▶ **DATA FOR PROCESSING**:
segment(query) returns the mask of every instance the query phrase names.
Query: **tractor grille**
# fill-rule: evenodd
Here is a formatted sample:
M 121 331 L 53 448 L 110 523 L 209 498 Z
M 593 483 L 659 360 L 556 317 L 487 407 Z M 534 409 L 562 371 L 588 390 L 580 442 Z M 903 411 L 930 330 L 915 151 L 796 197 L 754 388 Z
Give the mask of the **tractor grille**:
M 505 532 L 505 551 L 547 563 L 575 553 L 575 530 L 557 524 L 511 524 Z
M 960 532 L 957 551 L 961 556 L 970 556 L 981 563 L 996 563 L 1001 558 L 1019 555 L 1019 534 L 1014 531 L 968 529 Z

▶ **EXERCISE DETAILS**: Each entry is to be returned in full, character for character.

▶ **THE COMPLETED TASK**:
segment(query) returns the mask of every instance the query phrase names.
Query: **tractor grille**
# fill-rule: evenodd
Here is a formatted sample:
M 121 331 L 53 448 L 110 523 L 209 498 Z
M 593 483 L 659 360 L 556 317 L 487 407 Z M 534 409 L 562 371 L 588 390 L 580 442 Z M 903 411 L 930 330 L 915 151 L 796 197 L 754 388 Z
Give the mask of the **tractor grille**:
M 505 532 L 505 551 L 547 563 L 575 553 L 575 530 L 557 524 L 511 524 Z
M 960 532 L 957 551 L 961 556 L 970 556 L 981 563 L 996 563 L 1001 558 L 1019 555 L 1019 534 L 1014 531 L 968 529 Z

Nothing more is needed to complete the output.